[Data excerpts]

++++

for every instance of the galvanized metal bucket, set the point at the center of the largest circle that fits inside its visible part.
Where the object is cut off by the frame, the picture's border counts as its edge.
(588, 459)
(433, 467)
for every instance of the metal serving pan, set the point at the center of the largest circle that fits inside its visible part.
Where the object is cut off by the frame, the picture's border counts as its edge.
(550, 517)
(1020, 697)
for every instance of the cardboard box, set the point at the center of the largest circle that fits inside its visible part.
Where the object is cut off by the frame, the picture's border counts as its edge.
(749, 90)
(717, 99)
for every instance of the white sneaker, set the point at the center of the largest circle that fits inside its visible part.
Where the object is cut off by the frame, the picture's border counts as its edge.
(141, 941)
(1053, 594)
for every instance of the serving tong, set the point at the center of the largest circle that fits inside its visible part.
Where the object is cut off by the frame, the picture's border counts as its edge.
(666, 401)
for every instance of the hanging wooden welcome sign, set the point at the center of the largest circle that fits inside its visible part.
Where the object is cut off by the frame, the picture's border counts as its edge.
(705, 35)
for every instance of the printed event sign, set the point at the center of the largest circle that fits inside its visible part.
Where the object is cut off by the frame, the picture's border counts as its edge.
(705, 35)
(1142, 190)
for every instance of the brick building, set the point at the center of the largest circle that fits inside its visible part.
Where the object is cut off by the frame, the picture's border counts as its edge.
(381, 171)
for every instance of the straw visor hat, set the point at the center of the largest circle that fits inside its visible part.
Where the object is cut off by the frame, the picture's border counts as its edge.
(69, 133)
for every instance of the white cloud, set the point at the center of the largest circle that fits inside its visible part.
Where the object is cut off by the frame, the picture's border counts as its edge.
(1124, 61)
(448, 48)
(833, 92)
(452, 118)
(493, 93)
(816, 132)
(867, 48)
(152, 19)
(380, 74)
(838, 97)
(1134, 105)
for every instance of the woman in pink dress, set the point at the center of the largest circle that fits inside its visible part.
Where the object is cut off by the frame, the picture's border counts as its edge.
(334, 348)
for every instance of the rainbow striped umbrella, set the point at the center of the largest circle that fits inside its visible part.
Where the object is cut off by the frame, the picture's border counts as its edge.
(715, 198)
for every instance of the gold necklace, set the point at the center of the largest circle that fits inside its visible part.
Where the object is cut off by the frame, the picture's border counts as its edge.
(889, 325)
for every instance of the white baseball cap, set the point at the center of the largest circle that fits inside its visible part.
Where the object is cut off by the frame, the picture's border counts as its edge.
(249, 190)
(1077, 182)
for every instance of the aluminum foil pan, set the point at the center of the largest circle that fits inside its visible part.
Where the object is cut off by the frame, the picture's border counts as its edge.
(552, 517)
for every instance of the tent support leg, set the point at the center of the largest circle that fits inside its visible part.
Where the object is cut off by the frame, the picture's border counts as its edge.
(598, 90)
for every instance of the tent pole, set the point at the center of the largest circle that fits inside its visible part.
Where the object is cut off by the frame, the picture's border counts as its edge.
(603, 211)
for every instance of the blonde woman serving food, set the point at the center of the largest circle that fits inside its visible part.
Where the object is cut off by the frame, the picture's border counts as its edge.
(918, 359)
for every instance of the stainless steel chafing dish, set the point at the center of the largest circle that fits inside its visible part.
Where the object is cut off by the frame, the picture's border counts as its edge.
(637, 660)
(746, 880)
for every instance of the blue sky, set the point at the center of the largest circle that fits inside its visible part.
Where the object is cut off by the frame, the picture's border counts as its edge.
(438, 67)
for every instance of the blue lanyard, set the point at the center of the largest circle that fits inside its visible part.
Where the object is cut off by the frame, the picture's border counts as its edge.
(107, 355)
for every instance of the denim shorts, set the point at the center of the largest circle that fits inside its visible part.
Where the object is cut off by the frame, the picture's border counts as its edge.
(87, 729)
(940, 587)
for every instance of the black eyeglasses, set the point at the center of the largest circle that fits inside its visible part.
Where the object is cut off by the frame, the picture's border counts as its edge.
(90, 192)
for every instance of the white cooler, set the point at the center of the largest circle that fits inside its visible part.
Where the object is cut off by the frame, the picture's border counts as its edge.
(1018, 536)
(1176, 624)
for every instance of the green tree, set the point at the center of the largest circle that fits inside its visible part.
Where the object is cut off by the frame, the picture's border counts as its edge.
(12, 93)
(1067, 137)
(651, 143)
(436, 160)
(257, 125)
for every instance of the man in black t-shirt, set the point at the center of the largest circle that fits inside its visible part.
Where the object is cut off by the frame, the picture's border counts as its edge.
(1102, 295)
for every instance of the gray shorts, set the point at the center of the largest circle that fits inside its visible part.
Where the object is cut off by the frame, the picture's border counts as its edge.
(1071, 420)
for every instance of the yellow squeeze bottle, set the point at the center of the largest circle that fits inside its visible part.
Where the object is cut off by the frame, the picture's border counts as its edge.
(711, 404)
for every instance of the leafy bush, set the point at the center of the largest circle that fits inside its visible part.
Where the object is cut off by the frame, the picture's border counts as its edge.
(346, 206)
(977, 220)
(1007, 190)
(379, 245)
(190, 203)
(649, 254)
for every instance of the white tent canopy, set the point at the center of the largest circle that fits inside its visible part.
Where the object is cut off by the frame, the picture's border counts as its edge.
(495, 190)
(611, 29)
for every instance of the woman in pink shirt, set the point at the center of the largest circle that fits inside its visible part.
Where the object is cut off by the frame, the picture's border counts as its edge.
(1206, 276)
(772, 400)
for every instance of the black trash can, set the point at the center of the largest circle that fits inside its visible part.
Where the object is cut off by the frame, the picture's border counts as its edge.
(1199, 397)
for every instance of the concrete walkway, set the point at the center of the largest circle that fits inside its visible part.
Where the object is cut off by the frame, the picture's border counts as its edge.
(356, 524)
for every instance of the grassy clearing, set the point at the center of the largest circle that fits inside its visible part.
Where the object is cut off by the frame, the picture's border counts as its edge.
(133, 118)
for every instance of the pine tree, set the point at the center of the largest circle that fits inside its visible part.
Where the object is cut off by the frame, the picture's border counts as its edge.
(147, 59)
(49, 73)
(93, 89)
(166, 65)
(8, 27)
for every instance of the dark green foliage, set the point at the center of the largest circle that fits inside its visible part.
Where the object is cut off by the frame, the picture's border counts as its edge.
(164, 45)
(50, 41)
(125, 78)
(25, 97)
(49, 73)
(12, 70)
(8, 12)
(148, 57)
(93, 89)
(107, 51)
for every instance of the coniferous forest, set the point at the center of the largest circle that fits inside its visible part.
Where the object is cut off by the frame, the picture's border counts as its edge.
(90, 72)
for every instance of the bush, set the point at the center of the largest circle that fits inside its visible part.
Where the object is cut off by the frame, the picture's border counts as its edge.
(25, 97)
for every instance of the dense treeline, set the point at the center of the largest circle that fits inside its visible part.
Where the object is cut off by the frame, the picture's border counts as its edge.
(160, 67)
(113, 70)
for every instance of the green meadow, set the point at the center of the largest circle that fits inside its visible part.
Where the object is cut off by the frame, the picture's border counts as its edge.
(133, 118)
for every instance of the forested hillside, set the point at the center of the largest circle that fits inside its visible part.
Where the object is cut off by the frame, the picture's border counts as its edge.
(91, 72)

++++

[Assignment] Copy all lines of the records in which the string "bush" can be found.

[Response to this exercise]
for every instance of the leafy bush, set the point at the center of the largest circle that fits inside its visible part.
for every instance of the bush, set the point at the center of the largest circle that fits inside its visible part.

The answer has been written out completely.